* DIRECTIONS FOR THIS TASK: Verbatim output of all the material below is required.

[Segmentation labeling items]
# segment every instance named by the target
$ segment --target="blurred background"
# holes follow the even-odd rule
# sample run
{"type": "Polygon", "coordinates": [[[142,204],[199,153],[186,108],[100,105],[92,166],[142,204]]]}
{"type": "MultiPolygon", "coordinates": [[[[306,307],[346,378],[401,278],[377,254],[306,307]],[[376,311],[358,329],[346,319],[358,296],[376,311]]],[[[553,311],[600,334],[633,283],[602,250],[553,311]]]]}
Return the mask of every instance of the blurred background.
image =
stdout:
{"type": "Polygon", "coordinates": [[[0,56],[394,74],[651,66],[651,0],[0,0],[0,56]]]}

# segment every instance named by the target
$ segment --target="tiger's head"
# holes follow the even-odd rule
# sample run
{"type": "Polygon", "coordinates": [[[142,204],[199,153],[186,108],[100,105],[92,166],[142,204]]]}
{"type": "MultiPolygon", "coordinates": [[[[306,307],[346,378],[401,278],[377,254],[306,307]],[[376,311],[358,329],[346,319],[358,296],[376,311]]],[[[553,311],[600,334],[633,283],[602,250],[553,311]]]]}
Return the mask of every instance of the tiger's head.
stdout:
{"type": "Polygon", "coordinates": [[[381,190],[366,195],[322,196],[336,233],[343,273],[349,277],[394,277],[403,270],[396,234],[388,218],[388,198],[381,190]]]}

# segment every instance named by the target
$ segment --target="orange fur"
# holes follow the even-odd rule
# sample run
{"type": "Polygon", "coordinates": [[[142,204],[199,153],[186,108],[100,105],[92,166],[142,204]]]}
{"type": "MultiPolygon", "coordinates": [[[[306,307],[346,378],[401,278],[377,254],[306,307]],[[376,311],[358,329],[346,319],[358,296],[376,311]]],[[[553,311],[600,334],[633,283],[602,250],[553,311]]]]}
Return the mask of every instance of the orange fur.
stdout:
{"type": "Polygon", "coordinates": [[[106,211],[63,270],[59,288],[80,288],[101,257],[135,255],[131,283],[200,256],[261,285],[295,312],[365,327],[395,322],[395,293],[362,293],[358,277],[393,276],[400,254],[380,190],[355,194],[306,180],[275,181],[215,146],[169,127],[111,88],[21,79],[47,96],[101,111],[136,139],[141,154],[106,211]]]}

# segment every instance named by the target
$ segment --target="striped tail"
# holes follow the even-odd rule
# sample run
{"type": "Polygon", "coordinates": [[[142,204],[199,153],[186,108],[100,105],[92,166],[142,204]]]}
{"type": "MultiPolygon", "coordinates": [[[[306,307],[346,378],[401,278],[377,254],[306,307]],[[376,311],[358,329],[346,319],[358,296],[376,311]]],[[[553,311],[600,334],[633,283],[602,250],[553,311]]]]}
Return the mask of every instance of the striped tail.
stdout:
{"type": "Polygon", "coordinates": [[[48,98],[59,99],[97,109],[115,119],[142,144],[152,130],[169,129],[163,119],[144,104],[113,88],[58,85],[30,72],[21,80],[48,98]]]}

* REPLY TO THE TASK:
# segment every instance named by the target
$ segment --target="blurred background"
# holes follow the even-odd rule
# sample run
{"type": "Polygon", "coordinates": [[[142,204],[199,153],[186,108],[100,105],[92,166],[142,204]]]}
{"type": "MultiPolygon", "coordinates": [[[[306,307],[346,378],[401,278],[377,254],[306,307]],[[376,311],[358,329],[346,319],[358,296],[376,311]]],[[[553,311],[600,334],[633,283],[602,250],[553,311]]]]}
Return the mask of every instance of the blurred background.
image =
stdout:
{"type": "Polygon", "coordinates": [[[0,56],[394,74],[651,66],[651,0],[0,0],[0,56]]]}

# segment every instance named by the target
$ segment --target="tiger's head"
# holes follow the even-odd rule
# sample run
{"type": "Polygon", "coordinates": [[[142,204],[199,153],[186,108],[100,105],[92,166],[142,204]]]}
{"type": "MultiPolygon", "coordinates": [[[[306,307],[346,378],[401,278],[377,254],[306,307]],[[376,311],[358,329],[346,319],[358,296],[376,311]]],[[[553,311],[600,334],[633,283],[602,250],[553,311]]]]}
Return the mask of every instance of the tiger's head.
stdout:
{"type": "Polygon", "coordinates": [[[381,190],[366,195],[322,196],[336,233],[343,273],[349,277],[394,277],[403,270],[396,234],[388,218],[388,198],[381,190]]]}

# segment every instance named by the target
$ segment --target="orange fur"
# holes follow the even-odd rule
# sample run
{"type": "Polygon", "coordinates": [[[142,204],[199,153],[186,108],[100,105],[92,166],[142,204]]]}
{"type": "MultiPolygon", "coordinates": [[[[306,307],[346,378],[401,278],[377,254],[306,307]],[[376,311],[358,329],[346,319],[358,296],[376,311]]],[[[553,311],[600,334],[633,283],[602,250],[553,311]]]]}
Return the mask of every instance of the orange fur.
stdout:
{"type": "Polygon", "coordinates": [[[106,211],[63,270],[59,288],[80,288],[101,257],[135,255],[131,283],[200,256],[261,285],[295,312],[365,327],[395,322],[395,293],[362,293],[358,277],[393,276],[400,254],[380,190],[355,194],[306,180],[275,181],[215,146],[169,127],[111,88],[21,79],[47,96],[101,111],[136,139],[141,154],[106,211]]]}

# segment every instance named by the target
$ segment --target="striped tail"
# holes follow the even-odd rule
# sample run
{"type": "Polygon", "coordinates": [[[142,204],[199,153],[186,108],[100,105],[92,166],[142,204]]]}
{"type": "MultiPolygon", "coordinates": [[[[306,307],[346,378],[401,278],[377,254],[306,307]],[[376,311],[358,329],[346,319],[358,296],[376,311]]],[[[553,311],[600,334],[633,283],[602,250],[553,311]]]]}
Return the mask of every instance of the striped tail.
stdout:
{"type": "Polygon", "coordinates": [[[48,98],[59,99],[97,109],[115,119],[142,144],[152,130],[169,129],[163,119],[144,104],[113,88],[58,85],[30,72],[21,80],[48,98]]]}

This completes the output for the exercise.